_Short exercise_.
In the Greensmaster 1600 drum thread, which part broke off at the face plate?

# Greensmaster 1600 Drum Issues



## JoeyMitchell (Oct 25, 2020)

Looking for advice: I have a 2014 Greensmaster 1600 and something happend yesterday while cutting. It felt like a drag and pull to the left started occurring. Could it be something in the drum bent? If you look at the left and right drum, the gap at the top is much wider than the gap on the bottom. I can pry it back and it appears to correct some but I don't want to do that too much and break something. Could it be the drums are locking up at contact at the bottom? Thanks in advance for any help! All belts are intact.


----------



## Logan200TCP (Apr 9, 2020)

Check the drum bearings. Part # 4 in the diagram.


----------



## JoeyMitchell (Oct 25, 2020)

Will do, thanks!


----------



## JoeyMitchell (Oct 25, 2020)

Finally got it apart and the spindle, part #2 broke off right at the face plate. Can you buy the whole bundle or do I have to buy all the parts? The broken piece of the spindle and all the bearings are stuck in the housing (part #8).


----------



## JoeyMitchell (Oct 25, 2020)

Posting if it'll help anyone else in the future (didn't really see much on how to do this anywhere). When I started to take it apart, the drum just fell out. I had to buy parts 2 through 7 above, build the hub and the reattach drum to each end of the hub. Because it's a perfect fit putting back on, you will need to have at least one gear side off to reattach. It's impossible to attach if drum, extension and gear are all as one piece. Thanks for the advice all!!

_Material provided_.

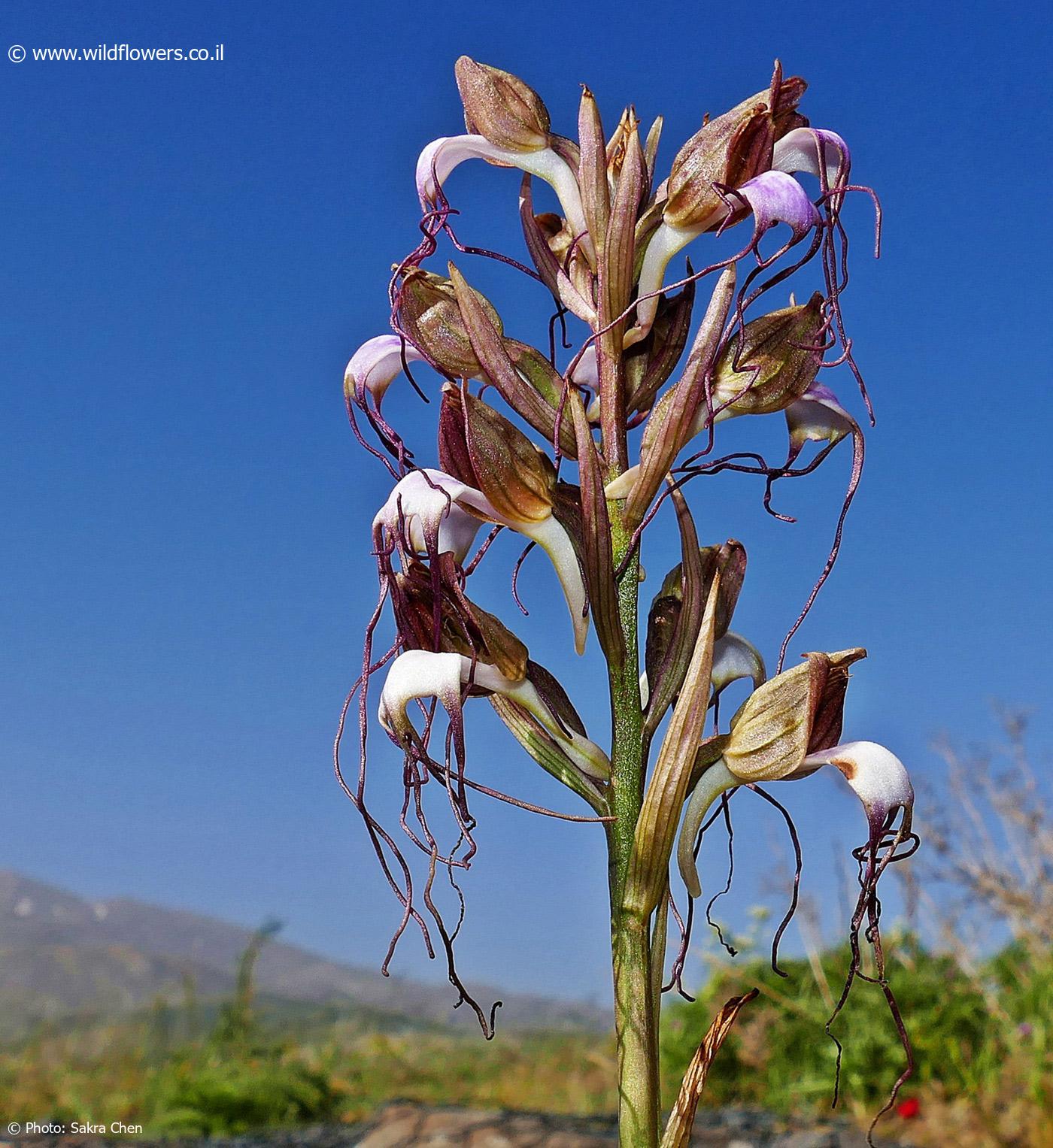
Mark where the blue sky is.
[0,0,1053,996]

_Task response_.
The spindle, part #2.